→ Record excerpts:
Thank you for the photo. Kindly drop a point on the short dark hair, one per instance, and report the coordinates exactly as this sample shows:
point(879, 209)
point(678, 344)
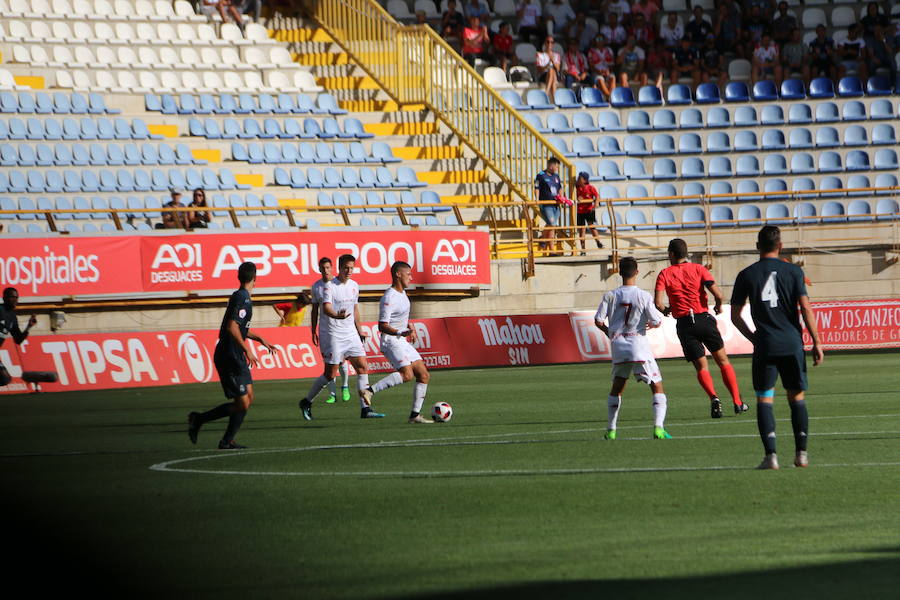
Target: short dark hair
point(627, 267)
point(344, 259)
point(395, 268)
point(678, 247)
point(246, 272)
point(768, 238)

→ Task prompt:
Drop the pictures and give every line above again exactly.

→ Result for this exercise:
Thank you for the photo. Kindly drop a point on the short dark hair, one per instance, and report the coordinates exactly as this sample shows:
point(879, 209)
point(678, 344)
Target: short dark hair
point(627, 267)
point(344, 259)
point(395, 268)
point(678, 247)
point(246, 272)
point(768, 238)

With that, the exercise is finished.